Saved data entries:
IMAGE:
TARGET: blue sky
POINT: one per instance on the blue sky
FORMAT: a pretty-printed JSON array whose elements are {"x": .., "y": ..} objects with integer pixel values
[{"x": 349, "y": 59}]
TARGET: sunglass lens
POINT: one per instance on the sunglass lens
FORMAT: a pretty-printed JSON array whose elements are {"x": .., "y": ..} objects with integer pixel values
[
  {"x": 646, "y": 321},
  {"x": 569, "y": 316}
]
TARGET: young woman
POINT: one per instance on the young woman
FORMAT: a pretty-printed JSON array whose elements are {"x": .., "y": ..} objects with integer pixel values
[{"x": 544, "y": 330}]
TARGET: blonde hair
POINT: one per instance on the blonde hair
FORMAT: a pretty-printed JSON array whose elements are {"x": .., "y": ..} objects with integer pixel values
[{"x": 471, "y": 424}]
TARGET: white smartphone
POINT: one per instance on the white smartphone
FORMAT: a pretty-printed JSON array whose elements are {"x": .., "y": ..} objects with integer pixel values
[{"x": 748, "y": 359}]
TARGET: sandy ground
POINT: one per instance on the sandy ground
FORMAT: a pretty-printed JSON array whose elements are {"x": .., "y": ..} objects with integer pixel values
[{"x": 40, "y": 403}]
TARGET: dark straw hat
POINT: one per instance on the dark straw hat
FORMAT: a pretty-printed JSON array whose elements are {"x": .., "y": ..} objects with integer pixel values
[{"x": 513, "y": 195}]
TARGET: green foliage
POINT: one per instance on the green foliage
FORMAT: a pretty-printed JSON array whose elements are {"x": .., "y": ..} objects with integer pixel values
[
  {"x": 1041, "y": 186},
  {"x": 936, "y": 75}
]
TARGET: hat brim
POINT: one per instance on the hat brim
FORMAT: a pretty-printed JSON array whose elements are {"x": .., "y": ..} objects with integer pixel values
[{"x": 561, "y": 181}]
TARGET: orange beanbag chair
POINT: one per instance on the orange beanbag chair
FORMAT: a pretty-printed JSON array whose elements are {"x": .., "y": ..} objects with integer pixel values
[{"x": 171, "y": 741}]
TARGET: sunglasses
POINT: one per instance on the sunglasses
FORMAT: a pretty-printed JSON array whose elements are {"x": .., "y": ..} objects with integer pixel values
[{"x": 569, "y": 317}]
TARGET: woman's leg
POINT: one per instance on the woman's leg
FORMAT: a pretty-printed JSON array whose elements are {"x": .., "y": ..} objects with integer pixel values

• **GIVEN INSTRUCTION**: Write out again every line of the material from the one containing "TARGET: hat brim" through the end of the material, adding 11 to each x and y coordinate value.

• **TASK ANSWER**:
TARGET: hat brim
POINT: one per instance on the hat brim
FORMAT: a pretty-printed JSON array whose elements are {"x": .., "y": ..} objects with integer pixel values
[{"x": 572, "y": 192}]
TARGET: orange beanbag chair
POINT: one per instance on the orange beanbag chair
FORMAT: a pretty-printed JSON array whose elements are {"x": .., "y": ..} objects with integer pixel values
[{"x": 182, "y": 752}]
TARGET: sunglasses
POINT: one per instance on the sunglasses
FORMAT: a pretty-printed JSON array whose elements are {"x": .., "y": ..} objects with integer pixel values
[{"x": 580, "y": 328}]
TARGET: woman's leg
POINT: one per instance on the woman's leg
FORMAT: a pretty-printed JSON array whose elements are {"x": .., "y": ..} objects with integer pixel values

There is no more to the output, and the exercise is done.